### PASSAGE FOR REVIEW

***

Anne-Marie Singh is a Ph.D. student in the Media, Technology and Society Program at Northwestern University, and is working at the Network for Nonprofit and Social Impact. She has several years of experience working in environmental nonprofits as a communicator and as a science journalist in public media. Her research interests include nonprofit communications, nonprofit organizations, and funder-nonprofit collaborations. Anne-Marie has a M.S. degree in Science Journalism from Boston University and a B.A. in English Literature from Delhi University, India.
Kyosuke Tanaka is a third year Ph.D. student in the Media, Technology, and Society program, working in Noshir Contractor’s SONIC lab. He is interested in network awareness and cognition. His recent projects explore how people recall and learn social connections that surround them and how people search their social networks. Kyosuke holds a Master of Social Research (Advanced) from Australian National University, a B.A. in Business and Commerce from Keio University, and certification from the International Business Profession program at Bellevue College.
Daniel Trielli worked as a journalist for more than a decade in Brazil before coming to the U.S. to pursue a degree of Master of Journalism. In his home country, he has worked as an assistant editor at O Estado de S. Paulo, a national newspaper, in charge of making the brige between the city news desk and the graphics department, working with data and visualizations. Later, he became the editor of an experimental project on mobile platforms. During his master’s program at the University of Maryland, he has researched the role of algorithms in society, including how search engines mediated political information during the 2016 cycle. He is interested in researching data and computational journalism, data literacy for journalists and audiences, media literacy and data visualization.
Ashley Marie Walker is a PhD student in the Media, Technology, and Society program working with Professor Madhu Reddy. Ashley’s research focuses on sociotechnical ecosystems, privacy concerns and behaviors, and information policy. She is currently studying the factors that effect changes communication technology infrastructure in hospital environments. Prior to Northwestern, Ashley attended the University of Michigan where she received a Master of Science in Information after completing her thesis using offline frameworks from urban planning to understand the evolution of online platforms.

***

### EXERCISE 1
In the graduate student profiles, whose lab does Kyosuke Tanaka work in?
### EXERCISE 2
Recast the paragraph of the graduate student profiles that begins "Kyosuke Tanaka is a third year" as a bulleted list, retaining its main facts.
### EXERCISE 3
Resume the graduate student profiles immediately after the final paragraph shown.

### EXTRACTED ENTRIES
***

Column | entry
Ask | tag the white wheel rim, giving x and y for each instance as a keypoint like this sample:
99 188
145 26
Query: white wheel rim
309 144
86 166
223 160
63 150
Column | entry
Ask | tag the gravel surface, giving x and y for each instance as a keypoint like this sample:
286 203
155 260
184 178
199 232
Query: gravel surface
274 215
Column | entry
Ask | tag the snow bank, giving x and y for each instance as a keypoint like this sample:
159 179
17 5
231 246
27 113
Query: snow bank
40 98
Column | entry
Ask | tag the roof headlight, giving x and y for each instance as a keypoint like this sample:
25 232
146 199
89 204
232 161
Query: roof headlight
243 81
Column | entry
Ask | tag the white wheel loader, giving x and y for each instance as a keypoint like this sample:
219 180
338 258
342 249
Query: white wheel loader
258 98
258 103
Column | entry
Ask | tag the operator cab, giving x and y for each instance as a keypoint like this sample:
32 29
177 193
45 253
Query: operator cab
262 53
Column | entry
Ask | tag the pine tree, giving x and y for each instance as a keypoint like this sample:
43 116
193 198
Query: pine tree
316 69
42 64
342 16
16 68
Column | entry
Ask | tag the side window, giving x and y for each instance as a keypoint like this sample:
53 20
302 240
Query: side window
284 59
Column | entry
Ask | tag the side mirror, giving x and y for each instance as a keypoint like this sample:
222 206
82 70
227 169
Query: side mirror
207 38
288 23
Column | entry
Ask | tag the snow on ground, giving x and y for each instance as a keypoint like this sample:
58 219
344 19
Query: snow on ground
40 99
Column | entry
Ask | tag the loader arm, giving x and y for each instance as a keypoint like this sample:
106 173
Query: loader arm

***

### TASK ANSWER 1
Noshir Contractor's SONIC lab.

### TASK ANSWER 2
- Third-year Ph.D. student in the Media, Technology, and Society program
- Works in Noshir Contractor's SONIC lab
- Interests: network awareness and cognition
- Recent projects: how people recall and learn the social connections around them, and how they search their social networks
- Degrees and certification: Master of Social Research (Advanced), Australian National University; B.A. in Business and Commerce, Keio University; certification from the International Business Profession program, Bellevue College

### TASK ANSWER 3
Miya Williams is a Ph.D. candidate in the Media, Technology, and Society program. She received her B.A. in print journalism with minors in sociology and communication and the entertainment industry from the University of Southern California. Williams went on to earn her M.A. in publishing and writing from Emerson College with a concentration in magazines. She has experience in corporate communications and public relations and prior to attending Northwestern she worked at JET magazine and EBONY magazine. Williams’ research explores the role of the traditional black press in the new media age. She is interested in the implications of evolving production and consumption practices as it relates to the intersection of journalism, digital technology, and culture.
Renwen Zhang is a first-year PhD student in the Media, Technology, and Society program. Her current research focuses on the social and psychological effects of digital technology. She is particularly interested in understanding how to better use interactive technologies to improve health and wellness, as well as the sociotechnical aspects of health information technologies (HIT). She holds an M.Phil. in Communication from the Chinese University of Hong Kong and a B.A. in Journalism with a joint minor in English Language & Literature from Shanghai International Studies University. She also minored in Law at Fudan University.